##### EXTRAIT DU DOCUMENT

Ce jour-là à Moroges, en côte chalonnaise, il fait un vent à ravir un marin, des rafales qui doivent rappeler des souvenirs nautiques à Sandrine Dovergne. Pour l’heure, la propriétaire du Domaine de la Luolle bataille avec la porte de la cuverie, où l’on pourra discuter à l’abri des bourrasques...

Cuves béton à gauche, fûts de bois à droite et au-dessus la statue de Saint-Vincent qui veille sur la Luolle depuis deux ans car confiée au Domaine... l’année du confinement ! Sandrine est, avec son mari Olivier, à la tête de la Luolle depuis 2017.

Huit hectares menés depuis 50 ans en bio avec au menu des givry, mercurey, bourgogne Côte Chalonnaise et effervescents ; le couple a fêté en 2021 leurs cinquièmes vendanges. Une nouvelle vie alors qu’ils avaient tous deux passés la quarantaine, un pari « complètement dingue » aux yeux de leurs amis restés dans le Nord de la France, mais ces deux-là ne sont pas à leur premier « grain de folie » comme dit Sandrine qui en est persuadée : l’installation à La Luolle est l’aboutissement d’un processus au fond, parfaitement cohérent...

Ancrés à un rêve

Retour à Lille, quelques années en arrière. Olivier, ingénieur, spécialiste des architectures réseaux conseille les entreprises pour concilier développement durable et stockage des données en promouvant les green centers. Sandrine est professeur d’histoire-géo, puis chargée des relations entreprises et du mécénat culturel au théâtre Colisée de Roubaix.

Les deux sont membres d’un club de vins, un monde qui les passionne. Olivier a une autre passion : la navigation. Sandrine n’a pas exactement le pied marin, mais se laisse embarquer... C’est ainsi que naît l’idée d’un voyage transatlantique en catamaran. Avec à bord, en plus des jumeaux du couple... une cave à fond de cale !

Les Dovergne souhaitent en effet, à chaque escale, aller à la rencontre des habitants, partager un repas en invitant à table un flacon de vin. Philippe Faure-Brac (meilleur sommelier du monde 1992) accepte d’être le parrain de ce pari pas banal. Les Dovergne vont ensuite solliciter les vignerons qu’ils aiment ; une trentaine d’entre eux vont confier des bouteilles parmi lesquels des bourguignons : le Domaine Alain Jeanniard à Morey-saint-Denis, le Domaine de l’Europe à Mercurey, le Domaine Clotilde Davenne à Chablis, le Domaine Landrat-Guyollot à Saint-Andelain... Les laboratoires Dubernet se chargeront eux d’une analyse chimique des vins avant et après le voyage. L’épopée a un nom, poétique et aventureux à la fois : Vents d’Anges.

En octobre 2014, les Dovergne lèvent l’ancre sur le W-Alter, leur catamaran dans lequel ils ont investi leur capital. Départ de La Grande Motte, direction... Les Baléares ! La suite, Sandrine l’a racontée dans un livre, écrit pendant le confinement : Les Vins et les Autres (éditions Tonnerre de l’Est). Elle y décrit les rencontres, inoubliables et le vin, merveilleux ambassadeur.

##########
##### JEU DE DONNÉES

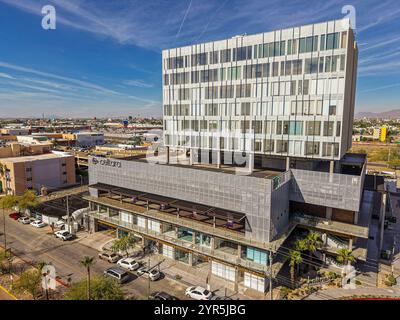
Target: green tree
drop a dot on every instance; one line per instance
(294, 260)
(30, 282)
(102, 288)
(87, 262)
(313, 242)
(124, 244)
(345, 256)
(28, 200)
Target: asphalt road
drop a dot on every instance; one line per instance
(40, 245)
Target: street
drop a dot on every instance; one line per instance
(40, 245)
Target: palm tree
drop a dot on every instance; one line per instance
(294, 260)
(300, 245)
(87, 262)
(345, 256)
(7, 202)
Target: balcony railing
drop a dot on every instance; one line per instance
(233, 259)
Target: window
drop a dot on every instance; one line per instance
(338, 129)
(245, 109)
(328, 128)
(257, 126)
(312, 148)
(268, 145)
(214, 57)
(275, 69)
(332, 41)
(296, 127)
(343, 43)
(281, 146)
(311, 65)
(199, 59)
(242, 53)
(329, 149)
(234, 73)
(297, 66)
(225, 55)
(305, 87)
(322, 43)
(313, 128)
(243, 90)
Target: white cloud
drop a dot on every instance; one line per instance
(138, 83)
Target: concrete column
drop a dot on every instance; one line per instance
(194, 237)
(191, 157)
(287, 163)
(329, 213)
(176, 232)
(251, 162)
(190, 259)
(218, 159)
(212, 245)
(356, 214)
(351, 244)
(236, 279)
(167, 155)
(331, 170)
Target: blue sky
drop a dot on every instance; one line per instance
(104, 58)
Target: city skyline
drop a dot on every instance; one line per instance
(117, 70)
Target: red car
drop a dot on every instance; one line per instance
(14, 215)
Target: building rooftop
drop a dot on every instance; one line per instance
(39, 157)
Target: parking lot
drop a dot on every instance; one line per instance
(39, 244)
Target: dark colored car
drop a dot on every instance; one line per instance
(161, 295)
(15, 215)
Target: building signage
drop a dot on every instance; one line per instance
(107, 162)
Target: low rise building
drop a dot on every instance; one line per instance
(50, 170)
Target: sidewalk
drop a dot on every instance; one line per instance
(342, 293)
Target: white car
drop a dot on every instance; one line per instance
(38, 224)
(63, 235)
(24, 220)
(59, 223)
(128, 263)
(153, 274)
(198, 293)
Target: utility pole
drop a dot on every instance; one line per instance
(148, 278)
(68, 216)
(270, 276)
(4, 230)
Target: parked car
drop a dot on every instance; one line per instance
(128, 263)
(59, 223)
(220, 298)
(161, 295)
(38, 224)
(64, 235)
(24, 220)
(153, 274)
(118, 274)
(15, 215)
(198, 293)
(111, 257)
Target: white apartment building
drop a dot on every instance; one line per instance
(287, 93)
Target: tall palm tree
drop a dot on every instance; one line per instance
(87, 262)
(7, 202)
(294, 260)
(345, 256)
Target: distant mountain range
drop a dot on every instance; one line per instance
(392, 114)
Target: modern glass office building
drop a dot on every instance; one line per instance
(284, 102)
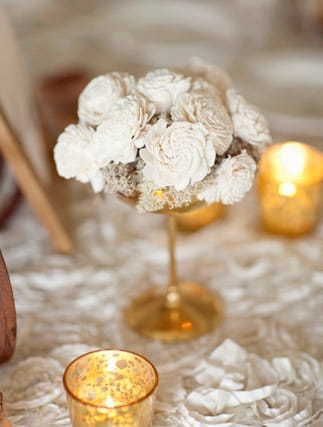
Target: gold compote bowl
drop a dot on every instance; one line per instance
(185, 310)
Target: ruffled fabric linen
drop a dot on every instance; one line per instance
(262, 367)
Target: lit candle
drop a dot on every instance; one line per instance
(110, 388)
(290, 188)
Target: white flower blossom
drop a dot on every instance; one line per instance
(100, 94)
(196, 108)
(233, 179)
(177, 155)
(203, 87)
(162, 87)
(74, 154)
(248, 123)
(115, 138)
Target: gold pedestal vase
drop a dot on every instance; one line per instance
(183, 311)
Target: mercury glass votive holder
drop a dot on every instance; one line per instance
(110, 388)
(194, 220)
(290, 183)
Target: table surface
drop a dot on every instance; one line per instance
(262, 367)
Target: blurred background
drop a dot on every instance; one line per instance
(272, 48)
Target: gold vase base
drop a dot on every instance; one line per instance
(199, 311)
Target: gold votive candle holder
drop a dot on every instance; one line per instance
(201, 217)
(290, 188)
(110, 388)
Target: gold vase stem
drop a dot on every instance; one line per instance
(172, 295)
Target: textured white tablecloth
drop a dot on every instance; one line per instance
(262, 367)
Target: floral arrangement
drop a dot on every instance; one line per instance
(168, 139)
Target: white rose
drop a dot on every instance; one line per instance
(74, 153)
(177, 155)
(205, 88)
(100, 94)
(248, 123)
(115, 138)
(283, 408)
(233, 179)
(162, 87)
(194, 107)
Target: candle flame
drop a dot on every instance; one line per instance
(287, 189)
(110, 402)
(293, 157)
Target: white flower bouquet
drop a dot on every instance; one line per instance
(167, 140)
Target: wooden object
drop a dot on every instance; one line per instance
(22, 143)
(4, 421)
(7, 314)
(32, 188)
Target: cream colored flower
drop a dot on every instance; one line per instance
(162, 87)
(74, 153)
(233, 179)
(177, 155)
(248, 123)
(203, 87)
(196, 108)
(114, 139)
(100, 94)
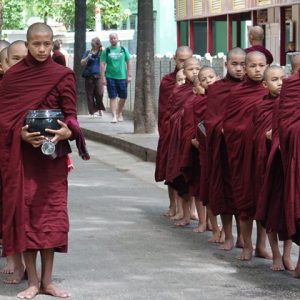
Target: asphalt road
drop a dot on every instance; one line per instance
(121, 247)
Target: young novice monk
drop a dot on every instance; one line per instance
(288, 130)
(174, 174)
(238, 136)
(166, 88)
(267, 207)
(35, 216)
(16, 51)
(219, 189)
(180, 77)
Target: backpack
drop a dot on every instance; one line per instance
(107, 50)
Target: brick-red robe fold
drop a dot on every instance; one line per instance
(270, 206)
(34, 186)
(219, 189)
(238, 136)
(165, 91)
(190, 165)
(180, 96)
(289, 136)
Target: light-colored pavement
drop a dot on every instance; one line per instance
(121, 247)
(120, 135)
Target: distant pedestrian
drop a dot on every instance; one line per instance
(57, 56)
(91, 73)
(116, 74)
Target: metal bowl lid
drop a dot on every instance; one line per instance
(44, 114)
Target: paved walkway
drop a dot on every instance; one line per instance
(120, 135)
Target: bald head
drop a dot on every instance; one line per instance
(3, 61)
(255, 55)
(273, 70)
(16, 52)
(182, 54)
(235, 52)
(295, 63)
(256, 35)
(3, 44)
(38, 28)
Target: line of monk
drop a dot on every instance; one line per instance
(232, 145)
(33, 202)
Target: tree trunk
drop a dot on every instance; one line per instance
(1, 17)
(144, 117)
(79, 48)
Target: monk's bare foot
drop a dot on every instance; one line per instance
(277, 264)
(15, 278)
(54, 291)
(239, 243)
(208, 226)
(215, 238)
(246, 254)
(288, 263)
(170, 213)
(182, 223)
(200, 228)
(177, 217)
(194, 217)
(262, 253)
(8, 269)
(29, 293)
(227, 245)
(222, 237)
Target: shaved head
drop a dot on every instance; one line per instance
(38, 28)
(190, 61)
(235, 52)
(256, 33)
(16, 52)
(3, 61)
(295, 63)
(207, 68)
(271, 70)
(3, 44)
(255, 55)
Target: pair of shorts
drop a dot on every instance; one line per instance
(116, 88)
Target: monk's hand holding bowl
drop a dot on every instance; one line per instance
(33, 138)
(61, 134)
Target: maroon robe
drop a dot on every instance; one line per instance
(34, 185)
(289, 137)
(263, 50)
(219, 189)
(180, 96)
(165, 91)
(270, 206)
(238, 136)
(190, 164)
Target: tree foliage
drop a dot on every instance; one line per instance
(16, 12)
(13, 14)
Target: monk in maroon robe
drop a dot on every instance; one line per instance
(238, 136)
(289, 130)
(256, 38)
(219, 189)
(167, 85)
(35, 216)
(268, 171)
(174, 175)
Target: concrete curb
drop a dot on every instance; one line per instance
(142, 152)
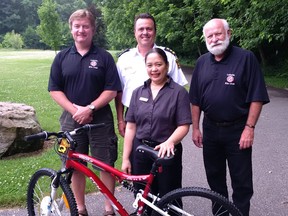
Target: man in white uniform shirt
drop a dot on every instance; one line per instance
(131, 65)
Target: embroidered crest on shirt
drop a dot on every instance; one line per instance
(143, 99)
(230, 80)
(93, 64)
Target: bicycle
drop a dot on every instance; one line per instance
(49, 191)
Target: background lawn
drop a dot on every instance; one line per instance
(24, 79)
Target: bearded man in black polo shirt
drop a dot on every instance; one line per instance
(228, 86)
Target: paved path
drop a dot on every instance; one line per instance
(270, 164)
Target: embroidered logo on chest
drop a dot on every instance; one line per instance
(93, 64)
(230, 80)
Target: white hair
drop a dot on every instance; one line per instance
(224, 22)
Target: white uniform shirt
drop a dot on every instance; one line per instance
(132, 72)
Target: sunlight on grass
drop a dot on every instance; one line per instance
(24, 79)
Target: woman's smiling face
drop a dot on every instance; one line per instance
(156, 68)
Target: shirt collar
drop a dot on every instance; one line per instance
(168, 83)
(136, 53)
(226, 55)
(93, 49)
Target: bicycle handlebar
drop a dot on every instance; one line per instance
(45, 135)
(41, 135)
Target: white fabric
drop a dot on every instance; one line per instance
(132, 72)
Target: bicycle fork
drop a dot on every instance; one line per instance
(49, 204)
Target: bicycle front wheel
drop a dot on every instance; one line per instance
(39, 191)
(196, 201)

##########

CONSIGNES |
a: Répondez à ces questions sur le texte consacré au Domaine de la Luolle :
(i) Depuis quelle année Sandrine et Olivier Dovergne dirigent-ils la Luolle ?
(ii) Qui a accepté d'être le parrain du projet de voyage ?
(iii) De quel lieu le W-Alter est-il parti en octobre 2014 ?
b: Transcrivez sous forme de liste JSON de chaînes les lignes des entrées, en commençant par celle qui contient « Target: sunlight on grass » et en allant jusqu'à la fin des entrées, bornes comprises. Mettez une chaîne par ligne et omettez les lignes vides.

RÉPONSES DE L'EXERCICE |
a:
(i) Depuis 2017.
(ii) Philippe Faure-Brac.
(iii) De La Grande Motte.

b:
[
  "Target: sunlight on grass",
  "drop a dot on every instance; one line per instance",
  "(24, 79)",
  "Target: woman's smiling face",
  "drop a dot on every instance; one line per instance",
  "(156, 68)",
  "Target: shirt collar",
  "drop a dot on every instance; one line per instance",
  "(168, 83)",
  "(136, 53)",
  "(226, 55)",
  "(93, 49)",
  "Target: bicycle handlebar",
  "drop a dot on every instance; one line per instance",
  "(45, 135)",
  "(41, 135)",
  "Target: white fabric",
  "drop a dot on every instance; one line per instance",
  "(132, 72)",
  "Target: bicycle fork",
  "drop a dot on every instance; one line per instance",
  "(49, 204)",
  "Target: bicycle front wheel",
  "drop a dot on every instance; one line per instance",
  "(39, 191)",
  "(196, 201)"
]